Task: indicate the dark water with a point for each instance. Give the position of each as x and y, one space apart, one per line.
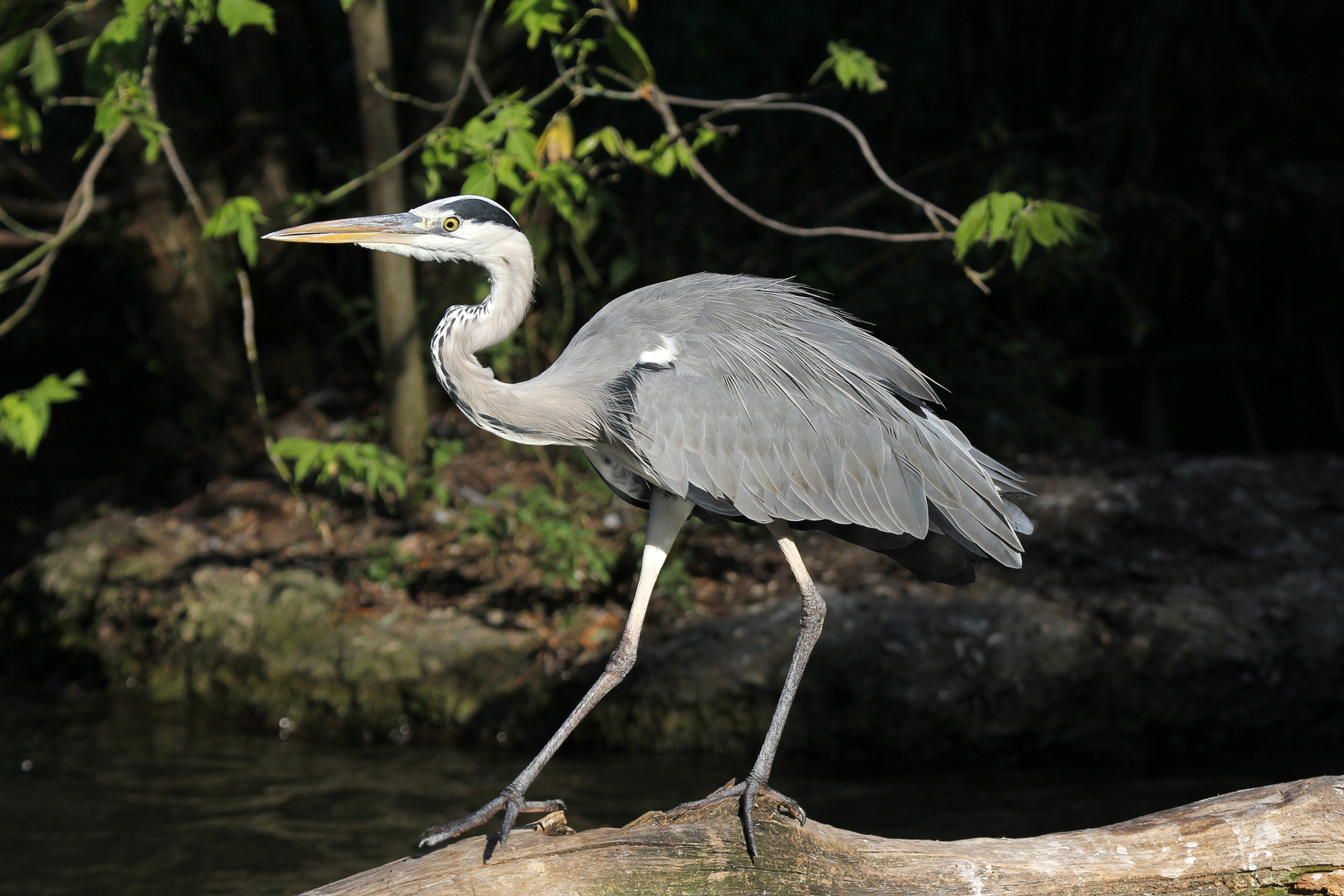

────────────────

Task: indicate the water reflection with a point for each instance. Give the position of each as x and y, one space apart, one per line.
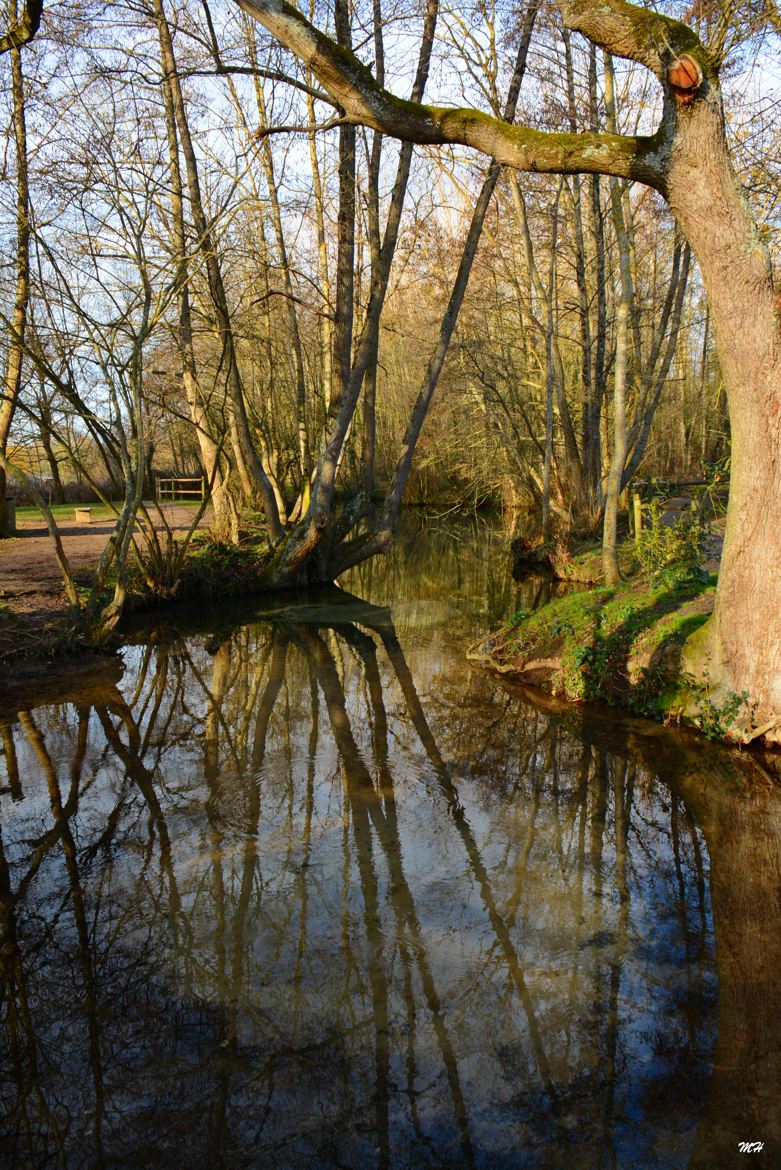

────────────────

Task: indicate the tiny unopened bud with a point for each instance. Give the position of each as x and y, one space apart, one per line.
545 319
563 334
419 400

────────────────

WHAT IS ASKED:
Gather each line of the data above that contains the string "water", treating uppercase and lowercase letters as distinct.

IN RESPONSE:
Task: indicate the dark water with a point for each instance. Give the position of each as x and y, one space apart, one per line.
Task: indicate the water reflection with a point for each instance. Give the position of each as x and y, one space apart, one per line.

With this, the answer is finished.